→ **EXERCISE INSTRUCTIONS**
A: In the Cromwell Day announcement, in what year did Otelia Cromwell graduate from Smith College?
B: Translate this sentence from the Cromwell Day announcement into Spanish: "All Otelia Cromwell events are free, open to the public and wheelchair-accessible."
C: According to the Cromwell Day announcement, why is Otelia Cromwell said to have helped open the door for minorities seeking access to high-quality education?

→ **EXERCISE PASSAGE**

Smith's Annual Cromwell Day Series to Explore Science, Race and the Historical Contributions of Minorities
NORTHAMPTON, Mass.—When Otelia Cromwell graduated from Smith College in 1900, becoming the first African American to do so, she helped open the door for minorities seeking access to high-quality education.
But in more than a century since she collected her diploma, despite general progress by minority populations in accessing education, and despite their countless contributions to science, art, and our cultural canon, minorities — particularly African Americans — are inordinately under-represented in the historical record.
This year’s Otelia Cromwell Day series of lectures and workshops, with the theme “Science, Race, and Society,” explores the ethics of science and ways in which racial discrimination has resulted in exclusion from recognition of minorities in our country’s scientific history. The series also analyzes ethical issues around the term “race,” such as how it has been, and continues to be, defined and characterized in a variety of ways by philosophers, scientists and social historians.
All Otelia Cromwell events are free, open to the public and wheelchair-accessible. Attendees who need disability accommodations or sign language interpretation should call (413) 585-2071 (voice or TTY), or send e-mail to ODS@smith.edu. The following events are planned:
TUESDAY, NOV. 7
7:30 p.m., Weinstein Auditorium, Wright Hall
Opening panel: “The Science of Ethics and Race.” Participants Isaac Mwase, Tuskegee University National Center for Bioethics in Research and Health Care; Albert Mosley, philosophy, Smith; Alan Goodman, president, American Anthropological Association; and Robert Dorit (moderator), biological sciences, Smith, will debate the validity of defining race from biological perspectives, and the limitations of using racial concepts.

→ **SUPPLIED RECORDS**

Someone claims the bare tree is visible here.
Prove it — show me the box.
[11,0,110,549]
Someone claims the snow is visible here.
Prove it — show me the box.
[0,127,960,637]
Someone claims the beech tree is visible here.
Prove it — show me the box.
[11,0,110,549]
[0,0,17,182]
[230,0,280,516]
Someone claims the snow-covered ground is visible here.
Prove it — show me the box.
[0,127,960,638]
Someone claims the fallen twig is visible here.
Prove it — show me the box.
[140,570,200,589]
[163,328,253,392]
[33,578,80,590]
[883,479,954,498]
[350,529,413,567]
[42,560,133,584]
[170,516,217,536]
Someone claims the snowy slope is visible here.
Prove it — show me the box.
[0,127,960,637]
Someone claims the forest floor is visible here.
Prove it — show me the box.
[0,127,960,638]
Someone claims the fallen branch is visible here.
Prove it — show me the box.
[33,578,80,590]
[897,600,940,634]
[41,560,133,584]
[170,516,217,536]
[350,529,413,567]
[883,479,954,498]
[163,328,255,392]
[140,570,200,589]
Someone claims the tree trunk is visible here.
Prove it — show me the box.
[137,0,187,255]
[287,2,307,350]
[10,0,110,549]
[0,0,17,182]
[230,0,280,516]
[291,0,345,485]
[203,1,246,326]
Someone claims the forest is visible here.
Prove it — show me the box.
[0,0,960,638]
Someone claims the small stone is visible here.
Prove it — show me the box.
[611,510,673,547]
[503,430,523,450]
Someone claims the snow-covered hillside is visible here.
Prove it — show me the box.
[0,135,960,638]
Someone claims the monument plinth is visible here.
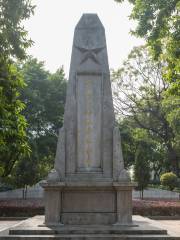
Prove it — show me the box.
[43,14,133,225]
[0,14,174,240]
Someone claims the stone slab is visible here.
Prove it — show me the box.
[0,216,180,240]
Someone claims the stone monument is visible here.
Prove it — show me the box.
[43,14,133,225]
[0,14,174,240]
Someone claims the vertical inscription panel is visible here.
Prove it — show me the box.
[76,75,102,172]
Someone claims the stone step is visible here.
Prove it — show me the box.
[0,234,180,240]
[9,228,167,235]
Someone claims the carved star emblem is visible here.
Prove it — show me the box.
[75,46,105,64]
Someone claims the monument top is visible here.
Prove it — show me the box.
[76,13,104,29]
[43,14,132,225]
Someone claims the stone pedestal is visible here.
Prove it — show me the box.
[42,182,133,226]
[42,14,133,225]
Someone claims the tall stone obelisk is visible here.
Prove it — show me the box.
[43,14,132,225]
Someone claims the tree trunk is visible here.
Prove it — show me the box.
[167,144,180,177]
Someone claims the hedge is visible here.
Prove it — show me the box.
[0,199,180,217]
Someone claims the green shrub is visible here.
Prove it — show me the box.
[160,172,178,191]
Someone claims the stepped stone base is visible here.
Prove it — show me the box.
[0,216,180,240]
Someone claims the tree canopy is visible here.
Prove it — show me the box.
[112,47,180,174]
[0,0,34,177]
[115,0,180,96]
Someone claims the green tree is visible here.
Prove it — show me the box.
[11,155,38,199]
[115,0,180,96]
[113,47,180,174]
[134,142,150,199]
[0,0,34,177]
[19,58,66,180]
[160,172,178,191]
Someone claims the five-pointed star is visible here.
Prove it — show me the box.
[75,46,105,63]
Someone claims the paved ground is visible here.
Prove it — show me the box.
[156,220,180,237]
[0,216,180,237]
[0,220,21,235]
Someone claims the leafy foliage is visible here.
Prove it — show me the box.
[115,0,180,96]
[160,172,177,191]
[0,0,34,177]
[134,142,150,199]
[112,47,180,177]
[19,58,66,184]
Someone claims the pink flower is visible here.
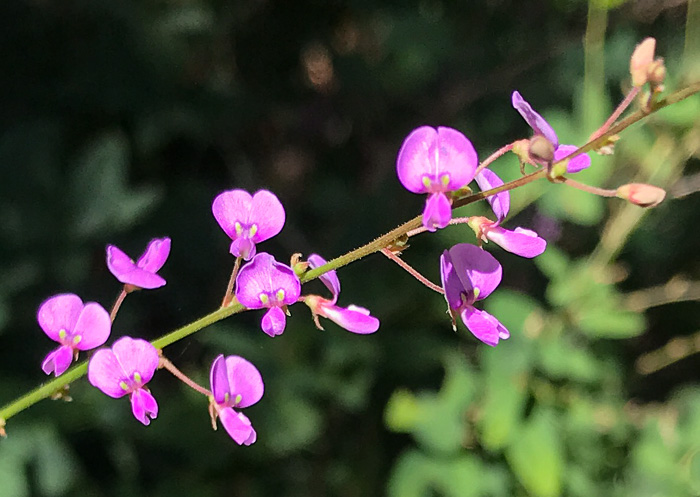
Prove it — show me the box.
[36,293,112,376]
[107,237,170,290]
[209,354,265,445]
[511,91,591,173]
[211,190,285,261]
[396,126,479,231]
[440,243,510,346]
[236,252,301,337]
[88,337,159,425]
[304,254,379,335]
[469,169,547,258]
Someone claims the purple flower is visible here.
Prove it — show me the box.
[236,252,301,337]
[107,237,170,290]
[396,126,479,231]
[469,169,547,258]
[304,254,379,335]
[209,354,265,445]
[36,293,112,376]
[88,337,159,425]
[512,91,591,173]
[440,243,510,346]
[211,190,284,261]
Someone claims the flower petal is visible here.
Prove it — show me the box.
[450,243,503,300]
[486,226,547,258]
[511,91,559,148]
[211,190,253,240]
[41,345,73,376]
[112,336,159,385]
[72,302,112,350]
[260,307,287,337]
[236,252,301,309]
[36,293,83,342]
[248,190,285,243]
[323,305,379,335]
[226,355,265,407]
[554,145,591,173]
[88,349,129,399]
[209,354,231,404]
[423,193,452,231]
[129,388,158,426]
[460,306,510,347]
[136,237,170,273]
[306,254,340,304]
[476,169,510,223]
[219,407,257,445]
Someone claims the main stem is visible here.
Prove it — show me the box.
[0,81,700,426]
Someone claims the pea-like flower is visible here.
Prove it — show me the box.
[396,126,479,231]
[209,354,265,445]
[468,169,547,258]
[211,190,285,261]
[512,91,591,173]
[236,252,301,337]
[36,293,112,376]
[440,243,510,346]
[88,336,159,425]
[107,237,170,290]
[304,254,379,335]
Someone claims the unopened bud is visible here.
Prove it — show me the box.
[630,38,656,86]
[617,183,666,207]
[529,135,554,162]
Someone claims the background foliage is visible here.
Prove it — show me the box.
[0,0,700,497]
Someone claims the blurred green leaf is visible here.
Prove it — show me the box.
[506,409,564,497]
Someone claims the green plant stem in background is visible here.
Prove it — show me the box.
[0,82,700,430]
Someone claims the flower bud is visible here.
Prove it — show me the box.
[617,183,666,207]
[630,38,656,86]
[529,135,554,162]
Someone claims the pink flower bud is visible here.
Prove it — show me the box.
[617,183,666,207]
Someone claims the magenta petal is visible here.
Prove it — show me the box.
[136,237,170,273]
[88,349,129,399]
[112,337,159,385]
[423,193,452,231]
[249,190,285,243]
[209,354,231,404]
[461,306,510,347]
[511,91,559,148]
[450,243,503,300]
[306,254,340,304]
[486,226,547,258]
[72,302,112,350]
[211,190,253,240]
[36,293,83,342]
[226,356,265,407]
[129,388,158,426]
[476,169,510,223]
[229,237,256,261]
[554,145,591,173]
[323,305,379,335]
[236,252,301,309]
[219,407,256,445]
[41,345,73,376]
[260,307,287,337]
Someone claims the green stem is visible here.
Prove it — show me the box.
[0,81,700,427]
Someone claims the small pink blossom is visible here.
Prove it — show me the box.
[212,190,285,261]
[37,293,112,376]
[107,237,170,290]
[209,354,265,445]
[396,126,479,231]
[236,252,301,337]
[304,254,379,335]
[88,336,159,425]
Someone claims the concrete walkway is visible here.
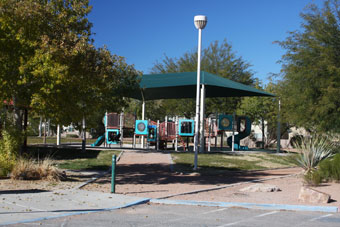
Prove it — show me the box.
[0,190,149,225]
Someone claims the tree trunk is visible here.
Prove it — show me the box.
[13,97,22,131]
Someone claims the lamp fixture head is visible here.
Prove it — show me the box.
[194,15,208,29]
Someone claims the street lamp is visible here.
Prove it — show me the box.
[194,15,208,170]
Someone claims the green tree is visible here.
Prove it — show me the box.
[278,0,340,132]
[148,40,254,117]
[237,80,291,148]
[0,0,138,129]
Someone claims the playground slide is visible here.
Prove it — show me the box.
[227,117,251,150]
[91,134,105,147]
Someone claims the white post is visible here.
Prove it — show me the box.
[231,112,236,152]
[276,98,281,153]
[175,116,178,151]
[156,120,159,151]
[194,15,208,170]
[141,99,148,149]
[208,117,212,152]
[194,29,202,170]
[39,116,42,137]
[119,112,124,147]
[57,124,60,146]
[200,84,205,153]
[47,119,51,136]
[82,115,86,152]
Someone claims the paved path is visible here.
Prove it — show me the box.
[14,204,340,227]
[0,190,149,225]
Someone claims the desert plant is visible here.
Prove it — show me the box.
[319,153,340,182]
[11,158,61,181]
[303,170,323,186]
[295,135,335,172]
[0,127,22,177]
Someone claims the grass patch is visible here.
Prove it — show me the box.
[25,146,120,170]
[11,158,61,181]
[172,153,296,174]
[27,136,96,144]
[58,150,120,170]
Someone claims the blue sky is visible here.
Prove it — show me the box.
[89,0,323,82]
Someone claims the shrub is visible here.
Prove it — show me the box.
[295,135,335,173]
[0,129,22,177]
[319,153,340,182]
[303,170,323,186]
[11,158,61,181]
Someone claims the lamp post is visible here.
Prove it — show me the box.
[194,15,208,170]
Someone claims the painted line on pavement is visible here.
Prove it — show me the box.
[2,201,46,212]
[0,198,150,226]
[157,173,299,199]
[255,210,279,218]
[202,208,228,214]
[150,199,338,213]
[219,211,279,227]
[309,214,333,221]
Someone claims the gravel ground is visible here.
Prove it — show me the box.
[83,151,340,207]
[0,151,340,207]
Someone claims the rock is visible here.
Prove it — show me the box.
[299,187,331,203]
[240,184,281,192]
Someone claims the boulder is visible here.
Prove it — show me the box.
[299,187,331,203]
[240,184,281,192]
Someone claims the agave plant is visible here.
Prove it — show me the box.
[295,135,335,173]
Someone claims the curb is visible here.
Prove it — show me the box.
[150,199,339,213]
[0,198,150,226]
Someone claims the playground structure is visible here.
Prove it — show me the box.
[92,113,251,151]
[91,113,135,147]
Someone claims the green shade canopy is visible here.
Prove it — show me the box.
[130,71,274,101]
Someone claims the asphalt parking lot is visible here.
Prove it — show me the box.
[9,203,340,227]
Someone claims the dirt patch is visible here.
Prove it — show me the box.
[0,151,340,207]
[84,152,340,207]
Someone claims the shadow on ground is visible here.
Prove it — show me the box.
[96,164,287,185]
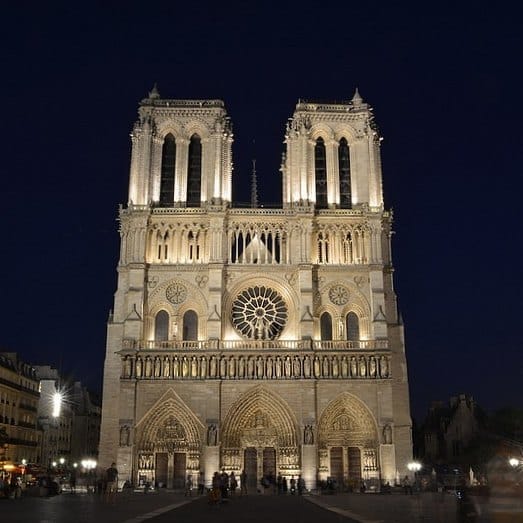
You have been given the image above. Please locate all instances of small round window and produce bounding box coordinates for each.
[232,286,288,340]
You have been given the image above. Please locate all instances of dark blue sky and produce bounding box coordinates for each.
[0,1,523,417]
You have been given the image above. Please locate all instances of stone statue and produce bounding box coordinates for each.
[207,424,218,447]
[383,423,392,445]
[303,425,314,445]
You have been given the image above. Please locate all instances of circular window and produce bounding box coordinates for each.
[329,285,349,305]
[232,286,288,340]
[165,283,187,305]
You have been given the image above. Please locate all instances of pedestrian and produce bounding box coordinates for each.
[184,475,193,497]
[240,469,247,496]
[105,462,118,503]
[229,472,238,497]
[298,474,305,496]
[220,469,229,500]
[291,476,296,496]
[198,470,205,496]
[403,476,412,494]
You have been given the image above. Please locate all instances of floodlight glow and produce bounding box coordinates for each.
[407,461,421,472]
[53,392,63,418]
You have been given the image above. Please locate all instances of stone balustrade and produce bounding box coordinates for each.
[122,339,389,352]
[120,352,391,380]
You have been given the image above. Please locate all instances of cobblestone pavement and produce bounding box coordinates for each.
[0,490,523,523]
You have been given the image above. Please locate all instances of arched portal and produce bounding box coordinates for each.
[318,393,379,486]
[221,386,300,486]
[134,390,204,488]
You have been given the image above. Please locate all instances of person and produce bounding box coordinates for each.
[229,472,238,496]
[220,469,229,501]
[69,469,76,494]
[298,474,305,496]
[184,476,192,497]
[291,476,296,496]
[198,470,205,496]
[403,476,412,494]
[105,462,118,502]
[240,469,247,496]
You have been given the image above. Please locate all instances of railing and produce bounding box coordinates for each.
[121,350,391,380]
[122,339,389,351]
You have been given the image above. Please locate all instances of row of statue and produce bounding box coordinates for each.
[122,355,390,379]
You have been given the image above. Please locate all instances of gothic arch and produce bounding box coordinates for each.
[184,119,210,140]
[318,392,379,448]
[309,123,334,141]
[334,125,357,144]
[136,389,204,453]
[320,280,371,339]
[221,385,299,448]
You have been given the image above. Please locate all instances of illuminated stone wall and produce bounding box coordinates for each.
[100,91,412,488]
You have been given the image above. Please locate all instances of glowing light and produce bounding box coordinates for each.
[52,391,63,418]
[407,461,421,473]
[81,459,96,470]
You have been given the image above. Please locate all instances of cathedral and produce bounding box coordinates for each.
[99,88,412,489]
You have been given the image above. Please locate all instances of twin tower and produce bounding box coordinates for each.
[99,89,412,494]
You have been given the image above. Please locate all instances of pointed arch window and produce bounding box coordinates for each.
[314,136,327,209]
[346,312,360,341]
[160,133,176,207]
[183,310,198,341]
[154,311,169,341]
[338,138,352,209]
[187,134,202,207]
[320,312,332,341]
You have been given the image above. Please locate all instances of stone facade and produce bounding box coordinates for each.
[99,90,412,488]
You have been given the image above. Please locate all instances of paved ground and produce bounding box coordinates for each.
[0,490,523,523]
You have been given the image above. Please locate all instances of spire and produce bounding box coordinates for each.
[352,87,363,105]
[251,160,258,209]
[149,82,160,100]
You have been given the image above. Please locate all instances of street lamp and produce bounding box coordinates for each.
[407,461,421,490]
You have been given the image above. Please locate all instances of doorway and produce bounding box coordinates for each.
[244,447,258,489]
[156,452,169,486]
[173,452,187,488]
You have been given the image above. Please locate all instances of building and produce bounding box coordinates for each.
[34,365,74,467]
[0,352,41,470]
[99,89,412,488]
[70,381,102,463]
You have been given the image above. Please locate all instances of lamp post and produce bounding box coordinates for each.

→ **SOLUTIONS TO THE TASKS**
A: 1900

B: Todos los eventos de Otelia Cromwell son gratuitos, abiertos al público y accesibles en silla de ruedas.

C: When she graduated from Smith College in 1900, she became the first African American to do so. That achievement is what the announcement credits with helping open the door for minorities seeking high-quality education.